* [Requirement] The full set of records is to be reproduced verbatim.

* [Exercise material]
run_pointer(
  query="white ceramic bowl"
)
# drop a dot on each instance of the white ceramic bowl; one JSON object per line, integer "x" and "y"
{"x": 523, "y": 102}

* [Solved exercise]
run_pointer(
  query="white ceramic bowl"
)
# drop a dot on each instance of the white ceramic bowl; one JSON object per line, integer "x" and "y"
{"x": 523, "y": 102}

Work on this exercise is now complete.